• [Exercise requirements] In the response, the entries must appear exactly as supplied.

____ Given information

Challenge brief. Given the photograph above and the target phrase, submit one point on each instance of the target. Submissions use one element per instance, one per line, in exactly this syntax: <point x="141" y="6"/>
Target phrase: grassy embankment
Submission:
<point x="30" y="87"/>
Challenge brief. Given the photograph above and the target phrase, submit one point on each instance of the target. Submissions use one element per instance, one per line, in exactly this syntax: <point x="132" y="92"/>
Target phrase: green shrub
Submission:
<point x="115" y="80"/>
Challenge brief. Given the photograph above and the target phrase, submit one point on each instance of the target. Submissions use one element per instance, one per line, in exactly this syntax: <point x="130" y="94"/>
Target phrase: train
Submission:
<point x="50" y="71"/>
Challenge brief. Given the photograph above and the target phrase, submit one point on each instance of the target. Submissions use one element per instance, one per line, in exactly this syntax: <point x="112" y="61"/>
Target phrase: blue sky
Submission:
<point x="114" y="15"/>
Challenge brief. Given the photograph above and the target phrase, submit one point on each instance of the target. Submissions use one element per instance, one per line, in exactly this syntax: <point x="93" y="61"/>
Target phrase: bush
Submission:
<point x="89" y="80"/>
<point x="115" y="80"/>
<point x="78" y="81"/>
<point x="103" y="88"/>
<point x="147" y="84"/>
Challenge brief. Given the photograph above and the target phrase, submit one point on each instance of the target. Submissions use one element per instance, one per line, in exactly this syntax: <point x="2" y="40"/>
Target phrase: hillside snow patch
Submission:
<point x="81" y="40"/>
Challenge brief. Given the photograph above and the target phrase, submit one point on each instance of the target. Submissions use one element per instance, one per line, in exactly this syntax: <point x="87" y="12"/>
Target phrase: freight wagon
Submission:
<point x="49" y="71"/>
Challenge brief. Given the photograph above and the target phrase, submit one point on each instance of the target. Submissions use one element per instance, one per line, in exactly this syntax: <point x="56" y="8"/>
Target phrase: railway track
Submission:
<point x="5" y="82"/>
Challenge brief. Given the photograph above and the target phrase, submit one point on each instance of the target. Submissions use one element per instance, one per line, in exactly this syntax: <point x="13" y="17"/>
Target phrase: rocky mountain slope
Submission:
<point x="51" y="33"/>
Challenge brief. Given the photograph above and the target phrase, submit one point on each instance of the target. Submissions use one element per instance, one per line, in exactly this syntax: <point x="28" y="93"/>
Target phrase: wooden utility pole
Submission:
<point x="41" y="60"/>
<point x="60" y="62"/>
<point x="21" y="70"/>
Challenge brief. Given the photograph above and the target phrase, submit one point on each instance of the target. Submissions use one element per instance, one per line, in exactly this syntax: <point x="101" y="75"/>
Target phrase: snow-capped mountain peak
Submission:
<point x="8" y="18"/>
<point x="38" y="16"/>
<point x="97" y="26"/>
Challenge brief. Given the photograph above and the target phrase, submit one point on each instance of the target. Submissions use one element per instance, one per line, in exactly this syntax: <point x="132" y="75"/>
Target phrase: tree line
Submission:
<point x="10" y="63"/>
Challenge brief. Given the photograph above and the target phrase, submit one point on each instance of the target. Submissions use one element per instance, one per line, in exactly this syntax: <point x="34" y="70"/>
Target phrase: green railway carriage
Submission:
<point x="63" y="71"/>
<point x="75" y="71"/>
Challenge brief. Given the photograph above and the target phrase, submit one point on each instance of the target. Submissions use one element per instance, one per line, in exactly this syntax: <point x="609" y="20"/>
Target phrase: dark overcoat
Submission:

________

• [Result of the task]
Challenge brief. Given the photograph above and the target phrase, submit one point on each instance of the target. Submissions use one element per instance, one per line, in exactly this syntax: <point x="141" y="6"/>
Target phrase: grassy embankment
Submission:
<point x="30" y="87"/>
Challenge brief. Given the photograph above and the target phrase, submit one point on each instance of the target. Submissions use one element per instance, one per line, in exactly this syntax: <point x="132" y="92"/>
Target phrase: green shrub
Submission:
<point x="115" y="80"/>
Challenge brief. Given the photograph above and the target phrase, submit one point on each instance of the target. Submissions use one element per instance, one per line, in exactly this syntax: <point x="130" y="94"/>
Target phrase: train
Submission:
<point x="50" y="71"/>
Challenge brief. Given the photograph above and the target phrase, submit one point on each instance of the target. Submissions use one element per instance, one per line, in exactly this syntax: <point x="112" y="61"/>
Target phrase: blue sky
Submission:
<point x="114" y="15"/>
Challenge brief. Given the photograph above and the target phrase, submit one point on each instance of the target. Submissions use one element per instance, one per line, in exactly this syntax: <point x="93" y="61"/>
Target phrase: bush
Submission:
<point x="89" y="80"/>
<point x="115" y="80"/>
<point x="78" y="81"/>
<point x="103" y="88"/>
<point x="147" y="84"/>
Challenge brief. Given the photograph above and the target phrase, submit one point on each instance of the target. Submissions use one element per instance, one per line, in exactly this syntax: <point x="2" y="40"/>
Target phrase: hillside snow patch
Submission:
<point x="81" y="40"/>
Challenge brief. Given the photograph above and the target phrase, submit one point on each instance of the target. Submissions use one element per instance, one per line, in exactly this syntax: <point x="87" y="12"/>
Target phrase: freight wagon
Submission:
<point x="49" y="71"/>
Challenge brief. Given the photograph above and the target phrase, submit one point on each instance of the target. Submissions use one element per instance, one per line, in exactly this syntax: <point x="56" y="8"/>
Target phrase: railway track
Submission:
<point x="5" y="82"/>
Challenge brief. Given the photograph above and the target phrase, submit one point on each instance of the target. Submissions use one element per instance, one per line, in exactly this syntax: <point x="13" y="17"/>
Target phrase: rocky mountain slope
Submission:
<point x="51" y="33"/>
Challenge brief. Given the photograph above and the target phrase, submit one point on each instance of the target. Submissions use one element per instance, one per line, in exactly this syntax: <point x="28" y="93"/>
Target phrase: wooden utility pole
Submission:
<point x="41" y="60"/>
<point x="60" y="62"/>
<point x="21" y="70"/>
Challenge brief. Given the photograph above and the target phrase, submit one point on each instance of the target. Submissions use one element per instance, one per line, in exactly this syntax: <point x="101" y="75"/>
Target phrase: snow-capped mountain peak
Submission:
<point x="8" y="18"/>
<point x="38" y="16"/>
<point x="97" y="26"/>
Challenge brief. Given the photograph above and the target phrase, submit one point on each instance of the target. Submissions use one element per instance, one per line, in exactly this syntax: <point x="132" y="75"/>
Target phrase: tree line
Submission:
<point x="10" y="63"/>
Challenge brief. Given the photograph above and the target phrase, submit one point on each instance of the target. Submissions use one element per instance, one per line, in exactly this syntax: <point x="34" y="70"/>
Target phrase: green railway carriage
Submission:
<point x="63" y="71"/>
<point x="75" y="71"/>
Challenge brief. Given the photograph above and the target phrase, submit one point on each instance of the target. Submissions use one element per instance, one per line, in exactly this syntax: <point x="609" y="20"/>
Target phrase: dark overcoat
Submission:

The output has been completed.